#### RECORDS FOR THIS EXERCISE:

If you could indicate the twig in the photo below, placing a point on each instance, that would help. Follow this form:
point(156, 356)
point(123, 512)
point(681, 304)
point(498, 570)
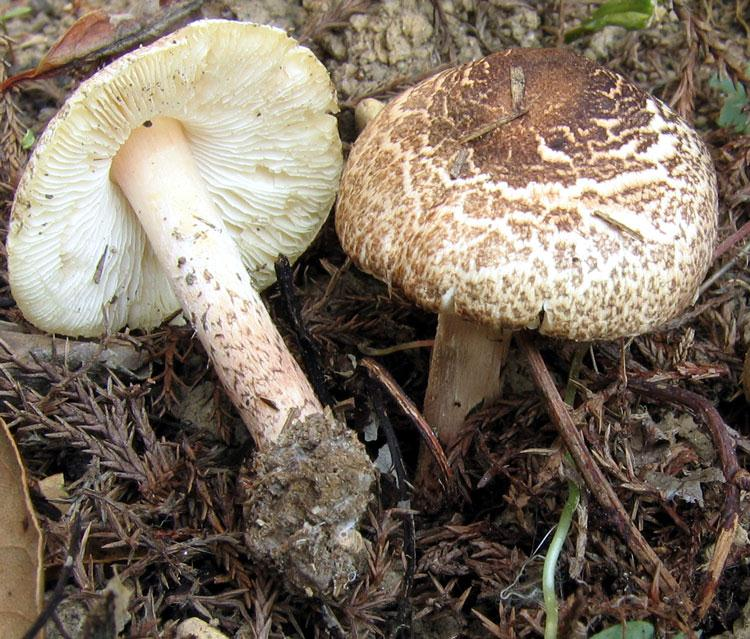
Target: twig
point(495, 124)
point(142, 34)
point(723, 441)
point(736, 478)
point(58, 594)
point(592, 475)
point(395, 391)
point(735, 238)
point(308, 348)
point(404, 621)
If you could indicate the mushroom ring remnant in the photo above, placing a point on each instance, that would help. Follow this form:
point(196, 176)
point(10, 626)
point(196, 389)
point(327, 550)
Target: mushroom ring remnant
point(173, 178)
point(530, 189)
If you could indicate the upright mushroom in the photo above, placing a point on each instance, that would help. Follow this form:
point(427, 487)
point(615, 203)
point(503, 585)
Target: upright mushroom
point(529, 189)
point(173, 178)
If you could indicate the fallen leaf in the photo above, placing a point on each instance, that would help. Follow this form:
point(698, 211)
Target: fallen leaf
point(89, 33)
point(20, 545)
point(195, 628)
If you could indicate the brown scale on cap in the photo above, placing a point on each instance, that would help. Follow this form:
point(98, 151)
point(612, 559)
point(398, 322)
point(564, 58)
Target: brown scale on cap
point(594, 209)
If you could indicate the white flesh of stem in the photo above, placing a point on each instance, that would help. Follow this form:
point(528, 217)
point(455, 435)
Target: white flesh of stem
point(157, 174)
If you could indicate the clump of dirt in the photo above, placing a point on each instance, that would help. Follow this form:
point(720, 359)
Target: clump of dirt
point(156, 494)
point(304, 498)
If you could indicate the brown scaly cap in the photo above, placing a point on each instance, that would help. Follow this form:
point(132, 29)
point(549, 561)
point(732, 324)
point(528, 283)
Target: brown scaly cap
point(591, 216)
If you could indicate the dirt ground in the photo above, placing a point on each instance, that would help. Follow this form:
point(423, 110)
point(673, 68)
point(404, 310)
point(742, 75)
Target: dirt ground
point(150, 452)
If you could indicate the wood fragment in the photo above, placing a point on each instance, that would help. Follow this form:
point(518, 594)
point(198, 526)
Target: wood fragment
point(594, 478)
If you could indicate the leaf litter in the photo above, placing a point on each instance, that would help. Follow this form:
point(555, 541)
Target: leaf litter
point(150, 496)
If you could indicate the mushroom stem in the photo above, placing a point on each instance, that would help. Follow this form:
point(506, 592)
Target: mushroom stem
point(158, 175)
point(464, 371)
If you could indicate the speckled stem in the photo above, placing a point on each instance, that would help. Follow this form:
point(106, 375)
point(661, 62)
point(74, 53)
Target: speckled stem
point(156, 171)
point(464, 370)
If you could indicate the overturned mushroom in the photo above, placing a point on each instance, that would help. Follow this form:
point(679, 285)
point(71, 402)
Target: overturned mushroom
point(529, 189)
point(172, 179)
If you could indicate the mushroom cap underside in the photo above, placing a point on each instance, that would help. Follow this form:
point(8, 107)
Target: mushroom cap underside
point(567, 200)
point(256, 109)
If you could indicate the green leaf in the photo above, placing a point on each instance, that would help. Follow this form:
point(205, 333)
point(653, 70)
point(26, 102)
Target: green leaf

#### SET PROBLEM:
Scale the lines from the start through the line containing "point(594, 209)", requests included, by multiplying every coordinate in the answers by 2.1 and rounding to whole numbers, with halves rounded up. Leave the numbers in the requests and their format samples unchanged, and leave the pictures out.

#### CORRECT OUTPUT:
If you could indicate the twig in the photo below, placing a point on each instance, that would help. Follow this form:
point(156, 356)
point(123, 512)
point(681, 304)
point(498, 570)
Target: twig
point(1040, 260)
point(298, 71)
point(1518, 926)
point(1546, 1004)
point(122, 1247)
point(1243, 998)
point(830, 821)
point(1544, 500)
point(647, 731)
point(848, 1304)
If you could indicate the mushroom ring remnant in the photo above, placing a point on each instance, that would help. Follow this form:
point(196, 176)
point(10, 626)
point(196, 389)
point(327, 550)
Target: mushroom ring remnant
point(363, 374)
point(1113, 397)
If you could indicate the upright mushroom in the photo above, placing a point on each instance, that would help. Follow this form:
point(427, 487)
point(615, 203)
point(503, 585)
Target: upright mushroom
point(1111, 397)
point(363, 374)
If you could indicate the fallen leaf in the photo above, placing a point on each instance, that would help. Follow this form:
point(698, 211)
Target: fallen leaf
point(187, 69)
point(42, 1145)
point(410, 1319)
If you could indicate the brown scale on cap in the photo above, placing a point on each instance, that would help. Follow this form:
point(98, 151)
point(612, 559)
point(398, 322)
point(564, 58)
Target: brown scale on cap
point(1247, 439)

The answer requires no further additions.